▶ Required tasks
A: According to the passage on New Criticism, why do the new critics hold that a poem's form and content should not be separated? Answer in one to three sentences.
B: Echo the passage on New Criticism word for word, everything from "Though I. A." down to "the poem’s ‘meaning’.".

Tuesday 15 June 2021

NEW CRITICISM

 



The new critics of 1930s insisted on the intrinsic values of a work of art and focused their attention on the individual work alone as an independent unit of meaning. They never considered the biological, sociological, and historical background of the work of art for the interpretation of the work. I.A. Richards (1893-1979) is a staunch advocate of a close textual and verbal study and analysis of a work of art. In order to ascertain the responses of fairly cultured readers, he distributed among his Cambridge students, printed sheets containing twelve poems and invited their comments. The names of the poets and all other information about them were carefully with-held. Having analysed their comments, he also gave his comments, interpretations, and conclusions. They were all included in the third part of his book, ‘The Practical Criticism’. That book became a landmark in the history of literary criticism. Thus, I.A. Richards has made literary criticism factual, scientific, and complete. Actually, these factual and scientific methods of critical analysis influenced a lot of the new critics on both sides of the Atlantic.

A poet wants to communicate and so he writes. The language he uses is the means of that communication. Language is made of words and hence a study of words is all important to understand the work of art. According to I.A. Richards, words carry four kinds of meaning. They are sense, feeling, tone and intention. By sense is meant something that is communicated by the plain literal meaning of the words. ‘Feeling’ refers to emotions, emotional attitude, will, desire, pleasure, unpleasure and the like. By ‘tone’ is meant the writer’s attitude to his reader. Actually, ‘feeling’ is only a state of mind. It won’t imply an object. But ‘intention’ has an object. It is actually, the writer’s aim which may be conscious or unconscious. It refers to the effect the writer wants to produce. Really this purpose modifies the expression. It draws attention to something of importance.

Though I. A. Richards, William Empson and T. S. Eliot had their contributions to this critical approach, it was John Crowe Ransom’s ‘The New Criticism’ gave the name to it. Cleanth Brooks and Robert Penn Warren too had their contributions to it. The new critics set out to define and formalize the qualities of poetic thought and language. They utilize the technique of close reading with special emphasis on the connotative and associative values of words. They also focused on the multiple functions of figurative language like symbol, metaphor, and image in the work. They are also of the opinion that the poetic form and content should not be separated, since the experience of reading the particular words of a poem, including its unresolved tensions, is the poem’s ‘meaning’.

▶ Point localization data

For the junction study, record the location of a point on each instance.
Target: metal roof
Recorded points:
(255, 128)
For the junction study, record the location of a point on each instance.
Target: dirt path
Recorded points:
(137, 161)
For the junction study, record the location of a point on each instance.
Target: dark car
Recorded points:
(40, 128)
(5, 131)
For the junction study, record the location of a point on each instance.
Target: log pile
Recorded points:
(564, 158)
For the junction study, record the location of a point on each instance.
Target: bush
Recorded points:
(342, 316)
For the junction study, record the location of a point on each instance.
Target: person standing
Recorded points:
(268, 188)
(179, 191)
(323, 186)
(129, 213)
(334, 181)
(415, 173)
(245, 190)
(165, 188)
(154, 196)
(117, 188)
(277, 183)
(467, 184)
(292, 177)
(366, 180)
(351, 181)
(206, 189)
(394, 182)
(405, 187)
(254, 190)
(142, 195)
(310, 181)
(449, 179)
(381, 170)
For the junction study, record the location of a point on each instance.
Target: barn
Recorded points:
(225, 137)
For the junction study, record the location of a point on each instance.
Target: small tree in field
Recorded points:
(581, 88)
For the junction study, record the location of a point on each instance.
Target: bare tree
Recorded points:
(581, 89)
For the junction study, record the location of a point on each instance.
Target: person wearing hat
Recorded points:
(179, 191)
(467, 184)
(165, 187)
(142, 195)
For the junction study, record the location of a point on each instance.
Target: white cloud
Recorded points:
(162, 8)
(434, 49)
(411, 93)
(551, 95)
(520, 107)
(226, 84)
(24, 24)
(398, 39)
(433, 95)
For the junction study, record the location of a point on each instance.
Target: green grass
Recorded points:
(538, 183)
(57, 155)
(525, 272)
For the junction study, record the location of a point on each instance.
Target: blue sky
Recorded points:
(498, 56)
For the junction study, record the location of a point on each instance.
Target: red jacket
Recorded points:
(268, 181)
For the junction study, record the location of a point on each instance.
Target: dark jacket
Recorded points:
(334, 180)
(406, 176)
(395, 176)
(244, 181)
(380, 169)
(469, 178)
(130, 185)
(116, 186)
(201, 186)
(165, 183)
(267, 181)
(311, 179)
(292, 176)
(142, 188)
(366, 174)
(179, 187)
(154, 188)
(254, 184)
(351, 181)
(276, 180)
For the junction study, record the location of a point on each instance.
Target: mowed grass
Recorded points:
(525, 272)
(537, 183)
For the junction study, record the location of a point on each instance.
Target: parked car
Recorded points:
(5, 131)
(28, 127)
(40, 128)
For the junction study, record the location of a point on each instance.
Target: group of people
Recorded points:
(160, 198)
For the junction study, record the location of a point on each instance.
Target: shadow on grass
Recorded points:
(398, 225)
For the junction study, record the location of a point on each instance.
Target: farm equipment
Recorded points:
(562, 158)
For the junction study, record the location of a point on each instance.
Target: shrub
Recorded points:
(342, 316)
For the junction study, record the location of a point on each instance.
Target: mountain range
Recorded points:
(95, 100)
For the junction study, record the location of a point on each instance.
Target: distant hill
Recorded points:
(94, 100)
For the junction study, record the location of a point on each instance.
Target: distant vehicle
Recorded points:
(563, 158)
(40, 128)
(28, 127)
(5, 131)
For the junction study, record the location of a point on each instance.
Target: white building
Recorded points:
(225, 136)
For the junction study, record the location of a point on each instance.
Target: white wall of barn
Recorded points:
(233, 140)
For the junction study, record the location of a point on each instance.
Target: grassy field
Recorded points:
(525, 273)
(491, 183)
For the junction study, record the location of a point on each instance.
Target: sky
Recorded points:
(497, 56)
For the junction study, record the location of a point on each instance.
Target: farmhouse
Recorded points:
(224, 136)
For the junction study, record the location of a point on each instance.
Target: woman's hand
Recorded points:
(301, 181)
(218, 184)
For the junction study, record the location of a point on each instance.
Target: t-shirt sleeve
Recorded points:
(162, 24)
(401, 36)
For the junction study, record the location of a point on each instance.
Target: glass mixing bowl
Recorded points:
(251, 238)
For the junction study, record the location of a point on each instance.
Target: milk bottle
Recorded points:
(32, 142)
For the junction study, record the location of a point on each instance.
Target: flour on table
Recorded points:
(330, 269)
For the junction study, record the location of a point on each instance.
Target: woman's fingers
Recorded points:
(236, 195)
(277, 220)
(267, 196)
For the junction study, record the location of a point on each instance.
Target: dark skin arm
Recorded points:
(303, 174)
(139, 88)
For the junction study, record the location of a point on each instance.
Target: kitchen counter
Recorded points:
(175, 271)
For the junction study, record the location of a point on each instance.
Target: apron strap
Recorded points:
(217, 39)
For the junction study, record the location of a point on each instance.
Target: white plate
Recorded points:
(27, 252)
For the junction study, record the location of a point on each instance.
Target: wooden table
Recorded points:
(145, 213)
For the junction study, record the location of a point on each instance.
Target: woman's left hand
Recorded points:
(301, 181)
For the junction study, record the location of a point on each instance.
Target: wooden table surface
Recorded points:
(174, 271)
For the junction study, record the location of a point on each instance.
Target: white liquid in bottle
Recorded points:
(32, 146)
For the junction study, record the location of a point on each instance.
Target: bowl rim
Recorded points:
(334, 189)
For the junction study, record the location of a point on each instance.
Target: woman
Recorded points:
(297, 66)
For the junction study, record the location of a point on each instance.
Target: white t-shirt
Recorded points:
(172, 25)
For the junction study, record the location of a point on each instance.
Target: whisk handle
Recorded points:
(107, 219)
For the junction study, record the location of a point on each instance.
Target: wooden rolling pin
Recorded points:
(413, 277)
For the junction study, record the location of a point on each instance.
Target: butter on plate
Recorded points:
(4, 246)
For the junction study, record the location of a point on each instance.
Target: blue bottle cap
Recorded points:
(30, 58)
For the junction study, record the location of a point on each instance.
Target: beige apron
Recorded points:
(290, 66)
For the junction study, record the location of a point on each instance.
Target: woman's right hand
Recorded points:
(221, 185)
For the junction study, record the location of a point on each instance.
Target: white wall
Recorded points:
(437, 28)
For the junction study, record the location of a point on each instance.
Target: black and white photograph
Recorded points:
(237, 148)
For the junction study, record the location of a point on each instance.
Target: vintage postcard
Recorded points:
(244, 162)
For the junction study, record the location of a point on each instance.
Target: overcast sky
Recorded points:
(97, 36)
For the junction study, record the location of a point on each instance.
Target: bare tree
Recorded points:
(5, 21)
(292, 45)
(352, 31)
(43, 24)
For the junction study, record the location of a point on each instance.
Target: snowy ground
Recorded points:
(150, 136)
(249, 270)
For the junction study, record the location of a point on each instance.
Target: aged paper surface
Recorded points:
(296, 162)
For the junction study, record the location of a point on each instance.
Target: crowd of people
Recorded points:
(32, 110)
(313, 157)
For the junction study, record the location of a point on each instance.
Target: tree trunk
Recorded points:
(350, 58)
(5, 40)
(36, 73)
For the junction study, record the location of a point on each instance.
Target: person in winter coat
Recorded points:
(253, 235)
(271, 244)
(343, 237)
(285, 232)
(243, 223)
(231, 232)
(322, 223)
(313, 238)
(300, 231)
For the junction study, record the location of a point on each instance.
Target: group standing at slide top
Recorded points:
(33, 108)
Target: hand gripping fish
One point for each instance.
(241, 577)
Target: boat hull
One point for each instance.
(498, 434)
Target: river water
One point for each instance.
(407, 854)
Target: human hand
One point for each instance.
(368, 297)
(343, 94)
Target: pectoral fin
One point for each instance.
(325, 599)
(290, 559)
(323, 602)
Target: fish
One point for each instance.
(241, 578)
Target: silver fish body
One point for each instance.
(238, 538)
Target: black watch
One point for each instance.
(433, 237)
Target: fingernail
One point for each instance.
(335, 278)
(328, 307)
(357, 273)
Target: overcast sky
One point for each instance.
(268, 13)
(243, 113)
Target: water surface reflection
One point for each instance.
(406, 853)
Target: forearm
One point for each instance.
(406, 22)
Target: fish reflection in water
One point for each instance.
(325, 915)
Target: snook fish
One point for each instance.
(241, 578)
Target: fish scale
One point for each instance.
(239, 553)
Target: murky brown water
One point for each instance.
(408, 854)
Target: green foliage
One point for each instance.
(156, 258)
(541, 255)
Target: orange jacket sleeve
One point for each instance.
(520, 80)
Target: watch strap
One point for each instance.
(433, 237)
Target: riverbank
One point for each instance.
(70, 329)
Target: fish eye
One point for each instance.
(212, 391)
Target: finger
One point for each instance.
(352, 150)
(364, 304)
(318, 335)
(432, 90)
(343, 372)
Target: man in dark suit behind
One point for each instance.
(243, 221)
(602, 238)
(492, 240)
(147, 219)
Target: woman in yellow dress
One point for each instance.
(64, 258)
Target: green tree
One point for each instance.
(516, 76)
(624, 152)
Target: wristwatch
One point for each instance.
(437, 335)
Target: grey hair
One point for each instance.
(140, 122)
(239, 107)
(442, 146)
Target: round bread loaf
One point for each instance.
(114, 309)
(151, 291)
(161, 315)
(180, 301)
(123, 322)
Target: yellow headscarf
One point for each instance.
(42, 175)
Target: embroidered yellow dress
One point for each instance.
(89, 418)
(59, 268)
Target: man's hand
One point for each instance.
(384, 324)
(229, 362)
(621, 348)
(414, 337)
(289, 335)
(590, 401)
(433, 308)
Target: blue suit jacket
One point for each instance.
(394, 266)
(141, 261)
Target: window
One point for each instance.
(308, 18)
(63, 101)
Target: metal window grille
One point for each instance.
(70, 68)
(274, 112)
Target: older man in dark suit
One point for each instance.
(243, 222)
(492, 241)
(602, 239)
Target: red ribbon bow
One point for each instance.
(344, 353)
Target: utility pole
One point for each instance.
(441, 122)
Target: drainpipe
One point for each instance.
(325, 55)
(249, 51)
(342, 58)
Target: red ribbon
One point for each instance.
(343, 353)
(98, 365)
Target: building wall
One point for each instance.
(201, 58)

▶ Answers to the exercise
A: The new critics hold that the poem's "meaning" is the experience of reading its particular words, including its unresolved tensions. Form and content therefore cannot be pulled apart.

B:
Though I. A. Richards, William Empson and T. S. Eliot had their contributions to this critical approach, it was John Crowe Ransom’s ‘The New Criticism’ gave the name to it. Cleanth Brooks and Robert Penn Warren too had their contributions to it. The new critics set out to define and formalize the qualities of poetic thought and language. They utilize the technique of close reading with special emphasis on the connotative and associative values of words. They also focused on the multiple functions of figurative language like symbol, metaphor, and image in the work. They are also of the opinion that the poetic form and content should not be separated, since the experience of reading the particular words of a poem, including its unresolved tensions, is the poem’s ‘meaning’.